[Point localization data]
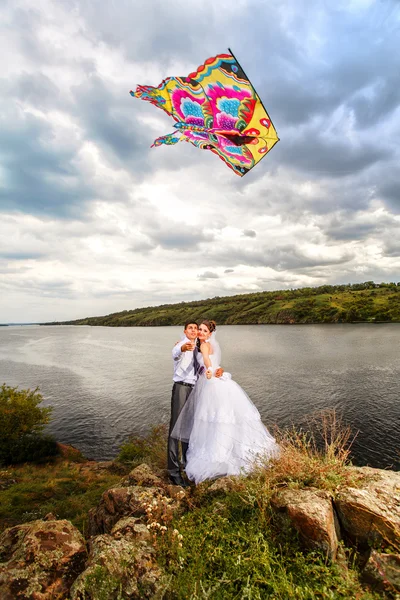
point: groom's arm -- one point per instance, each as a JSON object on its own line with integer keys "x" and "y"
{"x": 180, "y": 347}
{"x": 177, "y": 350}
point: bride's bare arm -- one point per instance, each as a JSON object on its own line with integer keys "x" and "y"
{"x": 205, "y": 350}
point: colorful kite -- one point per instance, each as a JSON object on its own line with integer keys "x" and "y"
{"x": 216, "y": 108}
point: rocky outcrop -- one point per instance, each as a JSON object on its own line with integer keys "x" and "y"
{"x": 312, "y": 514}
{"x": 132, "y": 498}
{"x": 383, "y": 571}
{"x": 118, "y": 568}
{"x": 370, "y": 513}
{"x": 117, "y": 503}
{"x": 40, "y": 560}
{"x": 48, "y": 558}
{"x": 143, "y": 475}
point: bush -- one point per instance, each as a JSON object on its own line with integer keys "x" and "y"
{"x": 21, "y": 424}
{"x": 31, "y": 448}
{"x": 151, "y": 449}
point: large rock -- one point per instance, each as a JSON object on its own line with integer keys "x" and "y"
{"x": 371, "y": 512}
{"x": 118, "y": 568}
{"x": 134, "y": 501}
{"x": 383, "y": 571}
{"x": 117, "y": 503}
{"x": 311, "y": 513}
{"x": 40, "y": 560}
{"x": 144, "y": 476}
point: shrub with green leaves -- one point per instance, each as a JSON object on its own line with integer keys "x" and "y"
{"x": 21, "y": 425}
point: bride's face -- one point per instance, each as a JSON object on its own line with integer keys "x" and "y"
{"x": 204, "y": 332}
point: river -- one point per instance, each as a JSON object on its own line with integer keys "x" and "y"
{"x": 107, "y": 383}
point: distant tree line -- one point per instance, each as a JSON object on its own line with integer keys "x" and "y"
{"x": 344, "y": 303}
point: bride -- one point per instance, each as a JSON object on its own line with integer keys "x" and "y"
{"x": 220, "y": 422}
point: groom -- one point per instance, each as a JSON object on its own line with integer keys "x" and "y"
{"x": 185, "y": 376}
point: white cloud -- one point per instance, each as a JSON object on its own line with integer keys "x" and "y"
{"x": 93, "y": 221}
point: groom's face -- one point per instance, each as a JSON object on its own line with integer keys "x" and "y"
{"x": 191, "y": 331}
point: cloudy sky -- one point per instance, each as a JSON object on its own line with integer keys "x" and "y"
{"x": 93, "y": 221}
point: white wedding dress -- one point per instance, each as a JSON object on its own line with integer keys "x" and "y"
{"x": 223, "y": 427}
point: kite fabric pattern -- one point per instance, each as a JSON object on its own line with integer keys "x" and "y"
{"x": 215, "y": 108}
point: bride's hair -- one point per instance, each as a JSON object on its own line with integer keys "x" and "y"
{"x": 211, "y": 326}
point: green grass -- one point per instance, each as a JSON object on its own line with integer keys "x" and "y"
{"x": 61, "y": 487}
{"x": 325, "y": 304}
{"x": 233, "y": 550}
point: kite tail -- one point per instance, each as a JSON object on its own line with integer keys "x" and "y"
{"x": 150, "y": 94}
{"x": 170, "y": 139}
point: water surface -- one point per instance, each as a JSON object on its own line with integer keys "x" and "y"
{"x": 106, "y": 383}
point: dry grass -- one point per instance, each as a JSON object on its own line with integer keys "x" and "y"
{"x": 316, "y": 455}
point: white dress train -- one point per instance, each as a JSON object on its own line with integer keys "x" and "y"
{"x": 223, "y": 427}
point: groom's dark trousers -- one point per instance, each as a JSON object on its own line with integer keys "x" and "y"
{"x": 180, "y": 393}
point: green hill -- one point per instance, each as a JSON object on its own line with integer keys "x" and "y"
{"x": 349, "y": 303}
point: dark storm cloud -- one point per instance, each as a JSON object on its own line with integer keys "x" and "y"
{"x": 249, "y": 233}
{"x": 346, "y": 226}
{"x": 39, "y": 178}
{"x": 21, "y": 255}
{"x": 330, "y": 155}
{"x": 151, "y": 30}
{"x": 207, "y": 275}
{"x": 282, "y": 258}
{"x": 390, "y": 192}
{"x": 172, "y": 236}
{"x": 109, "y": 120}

WHAT IS REQUIRED:
Should a record include a picture, drop the picture and write out the remainder exactly.

SOLUTION TO THE PROBLEM:
point: groom's arm -- one point per instance, each as a JSON object on its own line with integer keys "x" and "y"
{"x": 180, "y": 347}
{"x": 177, "y": 350}
point: bride's bare arm -- one point per instance, each as a JSON object on its own line with integer keys "x" and "y"
{"x": 205, "y": 350}
point: colorful kite -- one point per instance, each as a JSON object on its own line with integer keys "x" and "y"
{"x": 216, "y": 108}
point: rocky outcrop -- one point per instance, each as a JSON object on its own line with integer keys "x" and "y"
{"x": 312, "y": 514}
{"x": 132, "y": 498}
{"x": 383, "y": 571}
{"x": 118, "y": 568}
{"x": 370, "y": 513}
{"x": 117, "y": 503}
{"x": 40, "y": 560}
{"x": 48, "y": 558}
{"x": 143, "y": 475}
point: bush -- one point per instance, each as a JSON object on its own line with integer keys "x" and "y"
{"x": 21, "y": 424}
{"x": 31, "y": 448}
{"x": 151, "y": 449}
point: large rock -- one point per instance, each as a JSON object on its own line with integer keys "x" and "y"
{"x": 371, "y": 512}
{"x": 118, "y": 568}
{"x": 134, "y": 501}
{"x": 383, "y": 571}
{"x": 117, "y": 503}
{"x": 311, "y": 513}
{"x": 40, "y": 560}
{"x": 144, "y": 476}
point: shrub with green leaves -- one point per instance, each as a JSON object on its own line with integer keys "x" and "y"
{"x": 21, "y": 425}
point: bride's face -- one point per instance, each as a JSON object on its own line with integer keys "x" and "y"
{"x": 204, "y": 332}
point: river -- one point per instance, each as a JSON object on its own line with integer keys "x" and "y"
{"x": 107, "y": 383}
point: distant tree line -- one point per instance, each as a JSON object on its own line with integer keys "x" and "y"
{"x": 344, "y": 303}
point: bride -- one point per instance, each as a JSON object on its own line with integer keys "x" and "y"
{"x": 220, "y": 422}
point: groom -- one point per instance, each as a JSON object on its own line with integer keys "x" and "y"
{"x": 185, "y": 376}
point: white cloud -- one point per instance, each as a JSON object on its own line with integer keys "x" and "y"
{"x": 93, "y": 221}
point: groom's face -- one point per instance, each as a JSON object on its own line with integer keys "x" and "y"
{"x": 191, "y": 331}
point: cloudy sky -- one point per instance, each as a JSON object on its own line with integer keys "x" and "y"
{"x": 93, "y": 221}
point: white wedding dress -- one point per instance, each as a JSON object on its own line with integer keys "x" and "y"
{"x": 223, "y": 427}
point: kite fabric pattern -- one point per instance, each as a JSON object on its own line with integer keys "x" and "y"
{"x": 215, "y": 108}
point: bride's hair -- one point per instance, each as a JSON object on its own line with integer keys "x" and "y"
{"x": 211, "y": 326}
point: green grass -- one point per instance, each as a JSON object on its own line with integer keys "x" and "y"
{"x": 61, "y": 487}
{"x": 325, "y": 304}
{"x": 233, "y": 550}
point: kite tail -- one point per instance, each as a JSON object on its own line with integer keys "x" and "y"
{"x": 150, "y": 94}
{"x": 170, "y": 139}
point: water surface -- one point per instance, each as a JSON object on its own line with integer keys "x" and "y"
{"x": 106, "y": 383}
point: dry grass -- one point per instance, each as a JSON object on its own line with integer keys "x" and "y"
{"x": 316, "y": 455}
point: white dress train -- one point per instance, each as a JSON object on its own line with integer keys "x" and "y"
{"x": 223, "y": 427}
point: groom's dark trousers -- one point per instance, each as a JSON object on its own line with integer keys "x" and "y"
{"x": 180, "y": 393}
point: green hill -- one point per instance, each as a JSON object on its own line with integer keys "x" and "y"
{"x": 349, "y": 303}
point: dark storm cloud -- one point per instance, each as a JSON object on its own line with integer keys "x" and "y"
{"x": 249, "y": 233}
{"x": 346, "y": 226}
{"x": 39, "y": 178}
{"x": 21, "y": 255}
{"x": 330, "y": 155}
{"x": 151, "y": 30}
{"x": 207, "y": 275}
{"x": 282, "y": 258}
{"x": 390, "y": 192}
{"x": 172, "y": 236}
{"x": 109, "y": 120}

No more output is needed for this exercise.